### Document excerpt

···

Is predistribution or redistribution the best way forward?

Economies built around poverty wages and huge corporate surpluses are unsustainable. Relying on extra redistribution will not provide the correction needed.

Is 'predistribution' as championed by Ed Miliband, or old fashioned 'redistribution' as favoured, if stealthily, by Labour from 1997, the best way to create greater equality? An article by the American academic Lane Kenworthy in Juncture argues that because of the obstacles to securing a narrower gap in market incomes, we need to stick with redistribution. 

The most important element of the predistribution debate is how to tackle the problem of shrinking earnings. The share of national output going to wages has fallen from an average of 59% in the two post-war decades to 53% today, with most of the fall borne by low earners. Britain is an economy where both profits and low pay have been booming.

The spread of low pay has capped opportunities, boosted in-work poverty, weakened the incentive to work and increased the cost of income support. Kenworthy argues that reversing the earnings squeeze will be hard: the UK will continue to hemorrhage better-paid manufacturing jobs and there is limited scope for raising the minimum wage. Instead he calls for more generous tax credits to boost take-home pay.

So is this the best way forward? In 2011/12 aggregate wages in the UK stood at £835bn. This is £85bn less than if the wage share had held its 1979 level. Much of the debate about predistribution is about how much of this £85bn shortfall or 'wage-gap' could be restored.

A recent study looked at the potential impact of four ‘predistribution` style measures. It found that a modest 40 pence boost to the minimum wage and policies that halved the numbers earning less than the living wage would, by raising the wage floor, together add around £4bn to the aggregate wage bill, closing about 4.5% of the ‘wage-gap`.

A much more significant impact would come from strengthening labour’s bargaining power which has slumped to one of the weakest amongst rich nations. A doubling of the proportion covered by collective bargaining - bringing Britain closer to the European average - would significantly boost low and middle earnings, adding some £13bn to the wage pool and closing 16% of the gap.

···

### Box-labeled dataset extracts
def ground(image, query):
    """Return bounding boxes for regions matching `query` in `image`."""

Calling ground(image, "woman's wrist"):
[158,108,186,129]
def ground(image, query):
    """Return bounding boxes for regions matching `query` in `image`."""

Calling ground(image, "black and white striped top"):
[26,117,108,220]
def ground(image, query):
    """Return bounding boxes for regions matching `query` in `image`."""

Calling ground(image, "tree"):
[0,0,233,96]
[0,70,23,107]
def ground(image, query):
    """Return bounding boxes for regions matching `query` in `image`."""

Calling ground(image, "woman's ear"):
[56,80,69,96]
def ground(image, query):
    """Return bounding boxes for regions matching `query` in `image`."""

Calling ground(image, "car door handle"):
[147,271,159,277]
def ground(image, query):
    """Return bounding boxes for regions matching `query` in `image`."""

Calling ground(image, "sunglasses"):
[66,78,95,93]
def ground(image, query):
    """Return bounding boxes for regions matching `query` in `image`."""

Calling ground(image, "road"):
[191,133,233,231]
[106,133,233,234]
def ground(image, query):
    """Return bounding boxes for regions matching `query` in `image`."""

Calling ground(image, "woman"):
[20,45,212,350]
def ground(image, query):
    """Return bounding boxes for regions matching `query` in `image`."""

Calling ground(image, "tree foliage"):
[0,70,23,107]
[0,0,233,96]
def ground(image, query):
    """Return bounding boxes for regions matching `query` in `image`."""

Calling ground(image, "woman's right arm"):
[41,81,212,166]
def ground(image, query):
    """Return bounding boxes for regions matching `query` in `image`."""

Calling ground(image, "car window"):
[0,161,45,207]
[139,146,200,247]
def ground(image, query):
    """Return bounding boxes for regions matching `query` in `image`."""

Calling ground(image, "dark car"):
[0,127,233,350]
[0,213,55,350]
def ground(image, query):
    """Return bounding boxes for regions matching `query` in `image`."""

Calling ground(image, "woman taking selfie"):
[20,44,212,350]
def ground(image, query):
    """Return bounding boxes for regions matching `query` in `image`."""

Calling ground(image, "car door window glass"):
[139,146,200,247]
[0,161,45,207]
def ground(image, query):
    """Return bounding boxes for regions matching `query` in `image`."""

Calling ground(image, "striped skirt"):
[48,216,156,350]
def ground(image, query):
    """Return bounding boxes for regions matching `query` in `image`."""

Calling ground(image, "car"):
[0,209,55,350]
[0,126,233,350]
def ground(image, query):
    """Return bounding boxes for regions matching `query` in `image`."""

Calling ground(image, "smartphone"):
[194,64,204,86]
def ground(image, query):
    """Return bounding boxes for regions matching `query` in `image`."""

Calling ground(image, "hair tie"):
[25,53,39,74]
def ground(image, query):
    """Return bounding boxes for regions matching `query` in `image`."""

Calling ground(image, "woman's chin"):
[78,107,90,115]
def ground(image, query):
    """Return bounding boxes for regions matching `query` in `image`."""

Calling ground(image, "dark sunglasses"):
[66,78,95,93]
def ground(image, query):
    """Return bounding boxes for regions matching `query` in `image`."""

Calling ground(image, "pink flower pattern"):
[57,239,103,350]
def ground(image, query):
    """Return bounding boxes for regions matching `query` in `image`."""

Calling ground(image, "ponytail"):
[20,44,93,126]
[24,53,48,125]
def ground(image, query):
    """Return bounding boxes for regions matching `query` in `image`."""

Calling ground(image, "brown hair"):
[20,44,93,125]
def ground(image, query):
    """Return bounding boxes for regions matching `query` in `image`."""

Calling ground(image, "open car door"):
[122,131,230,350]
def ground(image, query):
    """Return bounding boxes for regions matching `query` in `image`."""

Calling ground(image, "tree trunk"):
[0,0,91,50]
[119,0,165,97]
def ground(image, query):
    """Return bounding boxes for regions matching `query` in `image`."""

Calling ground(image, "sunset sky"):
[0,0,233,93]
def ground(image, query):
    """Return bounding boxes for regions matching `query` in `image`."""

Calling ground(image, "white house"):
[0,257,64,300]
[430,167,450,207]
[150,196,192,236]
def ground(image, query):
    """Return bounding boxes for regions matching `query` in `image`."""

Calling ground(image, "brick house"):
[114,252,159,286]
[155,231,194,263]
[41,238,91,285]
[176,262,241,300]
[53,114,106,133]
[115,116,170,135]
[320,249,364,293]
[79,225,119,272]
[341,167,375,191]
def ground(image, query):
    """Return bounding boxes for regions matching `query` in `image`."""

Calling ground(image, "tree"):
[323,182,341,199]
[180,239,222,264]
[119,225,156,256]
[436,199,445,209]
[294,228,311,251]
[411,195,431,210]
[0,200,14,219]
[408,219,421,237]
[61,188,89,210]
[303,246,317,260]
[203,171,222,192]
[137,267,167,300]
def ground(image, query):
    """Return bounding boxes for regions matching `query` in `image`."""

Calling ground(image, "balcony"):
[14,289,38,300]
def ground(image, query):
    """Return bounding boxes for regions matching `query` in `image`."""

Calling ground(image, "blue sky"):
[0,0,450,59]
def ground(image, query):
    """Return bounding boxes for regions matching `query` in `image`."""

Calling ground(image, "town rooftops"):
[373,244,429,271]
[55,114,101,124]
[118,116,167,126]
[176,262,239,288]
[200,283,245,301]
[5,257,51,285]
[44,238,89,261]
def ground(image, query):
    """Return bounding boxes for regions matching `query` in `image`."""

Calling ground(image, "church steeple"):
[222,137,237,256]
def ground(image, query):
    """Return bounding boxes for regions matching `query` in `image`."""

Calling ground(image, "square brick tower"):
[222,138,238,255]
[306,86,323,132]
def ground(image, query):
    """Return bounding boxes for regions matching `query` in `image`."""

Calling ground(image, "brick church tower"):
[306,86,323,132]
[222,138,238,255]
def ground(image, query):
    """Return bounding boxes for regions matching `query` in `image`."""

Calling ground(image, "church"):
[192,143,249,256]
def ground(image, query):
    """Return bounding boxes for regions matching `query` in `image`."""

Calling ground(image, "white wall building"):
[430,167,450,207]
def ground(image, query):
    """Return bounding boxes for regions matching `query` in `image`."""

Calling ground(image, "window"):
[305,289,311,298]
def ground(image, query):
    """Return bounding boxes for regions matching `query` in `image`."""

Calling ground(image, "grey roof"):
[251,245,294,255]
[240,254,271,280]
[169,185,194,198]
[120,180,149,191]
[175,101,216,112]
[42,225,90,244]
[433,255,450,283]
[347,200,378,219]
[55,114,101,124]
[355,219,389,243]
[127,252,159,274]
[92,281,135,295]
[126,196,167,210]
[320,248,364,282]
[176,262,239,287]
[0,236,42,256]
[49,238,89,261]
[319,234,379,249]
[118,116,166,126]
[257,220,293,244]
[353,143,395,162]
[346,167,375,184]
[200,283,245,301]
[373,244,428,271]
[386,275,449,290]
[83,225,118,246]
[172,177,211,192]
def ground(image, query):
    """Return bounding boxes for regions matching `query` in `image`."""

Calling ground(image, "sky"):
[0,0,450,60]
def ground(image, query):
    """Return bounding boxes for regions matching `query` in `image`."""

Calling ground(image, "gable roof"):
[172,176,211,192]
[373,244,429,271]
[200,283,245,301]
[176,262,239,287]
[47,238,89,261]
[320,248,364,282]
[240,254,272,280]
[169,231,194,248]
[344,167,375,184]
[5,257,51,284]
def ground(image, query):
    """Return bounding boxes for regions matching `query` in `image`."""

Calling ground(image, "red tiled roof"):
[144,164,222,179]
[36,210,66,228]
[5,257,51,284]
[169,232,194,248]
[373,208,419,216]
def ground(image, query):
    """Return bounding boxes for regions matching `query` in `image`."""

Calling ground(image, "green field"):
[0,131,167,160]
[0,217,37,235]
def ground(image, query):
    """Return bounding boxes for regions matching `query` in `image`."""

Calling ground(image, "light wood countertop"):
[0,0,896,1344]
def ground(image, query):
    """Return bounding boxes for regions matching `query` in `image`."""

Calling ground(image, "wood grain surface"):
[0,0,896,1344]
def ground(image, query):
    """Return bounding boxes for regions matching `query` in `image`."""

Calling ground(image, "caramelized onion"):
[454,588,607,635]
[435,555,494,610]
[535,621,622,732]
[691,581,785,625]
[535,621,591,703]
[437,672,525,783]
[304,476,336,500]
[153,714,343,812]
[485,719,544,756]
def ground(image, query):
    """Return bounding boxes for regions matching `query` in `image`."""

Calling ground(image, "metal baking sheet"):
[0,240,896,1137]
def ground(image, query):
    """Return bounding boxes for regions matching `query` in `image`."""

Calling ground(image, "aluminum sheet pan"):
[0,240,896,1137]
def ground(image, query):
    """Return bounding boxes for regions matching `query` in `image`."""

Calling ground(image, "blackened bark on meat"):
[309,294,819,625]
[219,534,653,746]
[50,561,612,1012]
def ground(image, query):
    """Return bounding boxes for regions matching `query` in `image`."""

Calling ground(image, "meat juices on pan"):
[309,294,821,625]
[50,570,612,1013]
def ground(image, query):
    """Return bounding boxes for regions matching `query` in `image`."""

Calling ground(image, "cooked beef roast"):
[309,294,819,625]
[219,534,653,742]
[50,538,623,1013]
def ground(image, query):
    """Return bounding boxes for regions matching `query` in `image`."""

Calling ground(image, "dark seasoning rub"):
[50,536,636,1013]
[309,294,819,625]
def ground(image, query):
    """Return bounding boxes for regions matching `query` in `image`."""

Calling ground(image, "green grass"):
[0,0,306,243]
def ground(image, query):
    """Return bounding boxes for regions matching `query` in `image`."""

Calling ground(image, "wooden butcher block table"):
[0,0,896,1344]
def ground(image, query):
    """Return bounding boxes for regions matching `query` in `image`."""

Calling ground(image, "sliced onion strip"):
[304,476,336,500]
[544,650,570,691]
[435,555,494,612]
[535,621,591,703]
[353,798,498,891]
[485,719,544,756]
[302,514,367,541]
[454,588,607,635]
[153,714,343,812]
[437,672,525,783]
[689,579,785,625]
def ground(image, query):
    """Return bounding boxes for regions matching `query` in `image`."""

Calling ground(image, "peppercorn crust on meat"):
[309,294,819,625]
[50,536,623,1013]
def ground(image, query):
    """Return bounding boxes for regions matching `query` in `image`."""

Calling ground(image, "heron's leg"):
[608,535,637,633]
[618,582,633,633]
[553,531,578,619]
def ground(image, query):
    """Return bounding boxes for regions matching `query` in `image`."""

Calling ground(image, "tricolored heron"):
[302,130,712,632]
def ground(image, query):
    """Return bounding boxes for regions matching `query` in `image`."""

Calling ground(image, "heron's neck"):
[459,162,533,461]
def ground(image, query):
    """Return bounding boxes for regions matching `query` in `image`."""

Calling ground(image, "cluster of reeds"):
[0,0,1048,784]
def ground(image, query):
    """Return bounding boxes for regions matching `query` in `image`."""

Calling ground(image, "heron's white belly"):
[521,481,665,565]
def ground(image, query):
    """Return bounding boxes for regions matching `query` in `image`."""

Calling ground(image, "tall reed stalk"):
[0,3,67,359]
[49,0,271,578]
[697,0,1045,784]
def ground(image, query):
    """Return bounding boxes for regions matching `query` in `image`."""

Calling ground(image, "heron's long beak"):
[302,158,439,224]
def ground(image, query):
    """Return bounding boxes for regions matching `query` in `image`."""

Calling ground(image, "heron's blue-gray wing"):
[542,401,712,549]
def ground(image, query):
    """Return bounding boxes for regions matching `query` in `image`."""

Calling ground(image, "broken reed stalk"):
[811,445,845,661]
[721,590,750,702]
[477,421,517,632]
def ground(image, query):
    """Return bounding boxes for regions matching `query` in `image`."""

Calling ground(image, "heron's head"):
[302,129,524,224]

···

### Exercises
A - Transcribe the stretch of the predistribution article from "Economies built around" through "have been booming." word for word.
B - List the effects that the predistribution article attributes to the spread of low pay.
C - Resume the predistribution article, beginning right after its last sentence.

### Results for the exercise
A -
Economies built around poverty wages and huge corporate surpluses are unsustainable. Relying on extra redistribution will not provide the correction needed.

Is 'predistribution' as championed by Ed Miliband, or old fashioned 'redistribution' as favoured, if stealthily, by Labour from 1997, the best way to create greater equality? An article by the American academic Lane Kenworthy in Juncture argues that because of the obstacles to securing a narrower gap in market incomes, we need to stick with redistribution. 

The most important element of the predistribution debate is how to tackle the problem of shrinking earnings. The share of national output going to wages has fallen from an average of 59% in the two post-war decades to 53% today, with most of the fall borne by low earners. Britain is an economy where both profits and low pay have been booming.

B -
- It has capped opportunities.
- It has boosted in-work poverty.
- It has weakened the incentive to work.
- It has increased the cost of income support.

C -
The other most significant measure would be a cut in unemployment. Because tight labour markets are associated with higher wage growth, a rise in employment would boost the wage pool by a further £4bn. Together, these four policies would close around a quarter of the wage-gap, adding over £20bn to aggregate wages. Not huge, but a good start.

So is such a package feasible? The increase in the minimum wage would merely restore its real level to that of 2008. A phased halving of the number below the living wage could be achieved without significant job losses or increased costs. Indeed, living wage companies enjoy improved retention and lower recruitment costs.

Moreover, relying on extra redistribution would also face its own constraints. While Labour from 1997 embraced a strategy of 'stealth redistribution' the policy had run out of steam before 2010. The cost of welfare is increasingly born by middle income groups, helping to harden public attitudes towards benefits. Without reforms that tackle the explosion of tax avoidance and create a more progressive tax system, a further boost tax credits would do little to secure redistribution from the top.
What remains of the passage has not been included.